What the exercise asks =>
Carry on writing the forum post about the failing custom RNN model in RLlib, starting right after its final line of code.

Reading text =>

———

Custom RNN Model with Examples - why do they fail?

Using the current pip install ray[debug] and ray[rllib], here is my minimum reproducible example #1 using dictionary observations.

This fails with the following error:
RuntimeError: Expected hidden[0] size (1, 1, 256), got [1, 32, 256]

import sys
import numpy as np
import gym
from gym import spaces
from ray.rllib.models import ModelCatalog
from ray.tune.registry import register_env
from ray import tune
from ray.rllib.models.modelv2 import restore_original_dimensions
from ray.rllib.models.modelv2 import ModelV2
from ray.rllib.models.preprocessors import get_preprocessor
from ray.rllib.models.tf.recurrent_net import RecurrentNetwork
from ray.rllib.models.torch.recurrent_net import RecurrentNetwork as TorchRNN
from ray.rllib.utils.annotations import override
from ray.rllib.utils.framework import try_import_torch
torch, nn = try_import_torch()

class TestingGym(gym.Env):
    metadata = {'render.modes': ['human']}
    def __init__(self, timesteps=5):
        self.timesteps = timesteps
        super(TestingGym, self).__init__()
        self.reward_range = (-1000, 1000)
        self.action_space = spaces.Box( low=np.array([0, 0]), high=np.array([4, 1]) )
        self.done_counter = 0
        self.input_1_shape = (16,)
        self.input_2_shape = (16,)

        self.observation_space = spaces.Dict(
            dict(
              input_1=spaces.Box(low=-np.inf, high=np.inf, shape=self.input_1_shape, dtype=np.float32),
              input_2=spaces.Box(low=-np.inf, high=np.inf, shape=self.input_2_shape, dtype=np.float32)
            )
        )
    def get_observation(self):
        curr_obs = dict( input_1 = np.random.random( self.input_1_shape ),
                                  input_2 = np.random.random( self.input_2_shape )   )
        return curr_obs

    def step(self, action):
        self.done_counter += 1
        if self.done_counter > 1000:
            done = True
        else:
            done = False
        return self.get_observation(), 1, done, {}

    def reset(self):
        self.done_counter = 0
        return self.get_observation()


def env_creator(env_config):
    env = TestingGym()

———

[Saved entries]
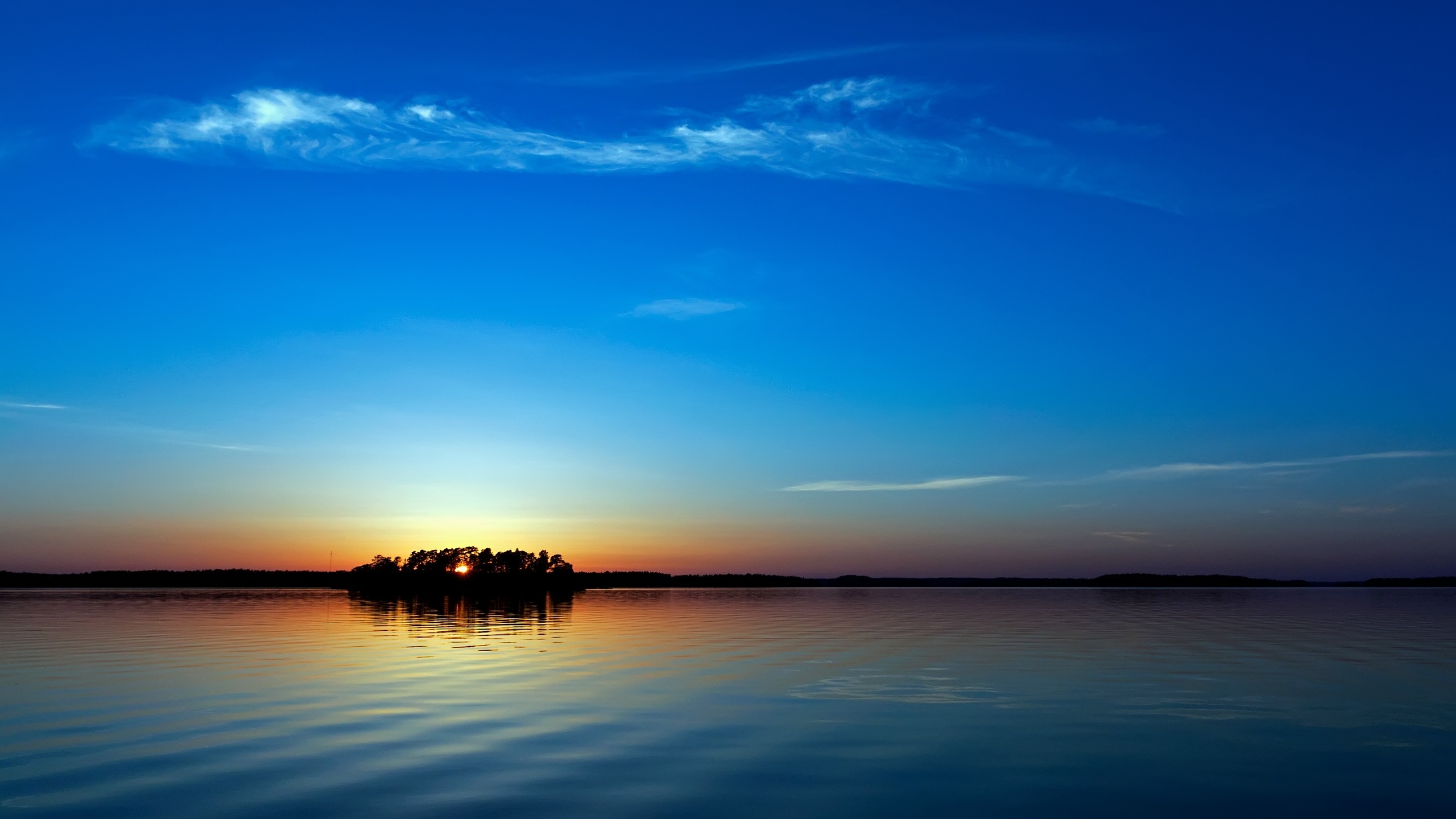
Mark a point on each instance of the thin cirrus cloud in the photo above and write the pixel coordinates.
(680, 309)
(1189, 470)
(870, 487)
(1104, 126)
(1124, 537)
(692, 72)
(852, 129)
(1186, 470)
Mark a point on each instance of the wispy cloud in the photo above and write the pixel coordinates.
(1126, 537)
(1189, 470)
(852, 129)
(1164, 471)
(680, 309)
(870, 487)
(1104, 126)
(704, 71)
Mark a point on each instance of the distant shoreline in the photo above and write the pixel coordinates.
(583, 581)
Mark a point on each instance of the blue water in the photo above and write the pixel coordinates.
(731, 703)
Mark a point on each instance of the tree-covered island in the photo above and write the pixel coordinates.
(465, 568)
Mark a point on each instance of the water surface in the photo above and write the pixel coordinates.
(730, 703)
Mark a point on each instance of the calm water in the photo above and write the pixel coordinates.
(731, 703)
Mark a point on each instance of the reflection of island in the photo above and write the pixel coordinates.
(465, 569)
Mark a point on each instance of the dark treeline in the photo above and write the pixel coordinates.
(465, 568)
(437, 569)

———

Output of the task =>
    return env

class TorchRNNModel(TorchRNN, nn.Module):
    def __init__(self,
                 obs_space,
                 action_space,
                 num_outputs,
                 model_config,
                 name,
                 fc_size=32,
                 lstm_state_size=256):
        nn.Module.__init__(self)
        super().__init__(obs_space, action_space, num_outputs, model_config,
                         name)
        self.obs_space = obs_space
        self.obs_size = get_preprocessor(obs_space)(obs_space).size
        self.fc_size = fc_size
        self.lstm_state_size = lstm_state_size

        self.input_1_fc = nn.Linear(16, 16)
        self.input_2_fc = nn.Linear(16, 16)

        self.fc1 = nn.Linear(32, self.fc_size)
        self.lstm = nn.LSTM( self.fc_size, self.lstm_state_size, batch_first=True)
        self.action_branch = nn.Linear(self.lstm_state_size, num_outputs)
        self.value_branch = nn.Linear(self.lstm_state_size, 1)
        self._features = None

    @override(ModelV2)
    def get_initial_state(self):
        h = [
            self.fc1.weight.new(1, self.lstm_state_size).zero_().squeeze(0),
            self.fc1.weight.new(1, self.lstm_state_size).zero_().squeeze(0)
        ]
        return h
    @override(ModelV2)
    def value_function(self):
        assert self._features is not None, "must call forward() first"
        return torch.reshape(self.value_branch(self._features), [-1])

    @override(TorchRNN)
    def forward_rnn(self, inputs, state, seq_lens):
        original_obs = restore_original_dimensions(
            torch.squeeze(inputs,1) , self.obs_space, "torch")

        x1 = nn.functional.relu( self.input_1_fc( original_obs['input_1'] ) )
        x2 = nn.functional.relu( self.input_2_fc( original_obs['input_2'] ) )
        # Join the outputs
        x = torch.cat((x2, x1), dim=1)

        x = nn.functional.relu(self.fc1(x))

        x = torch.unsqueeze( x, 0)
        self._features, [h, c] = self.lstm(
            x, [torch.unsqueeze(state[0], 0),
                torch.unsqueeze(state[1], 0)])
        action_out = self.action_branch(self._features)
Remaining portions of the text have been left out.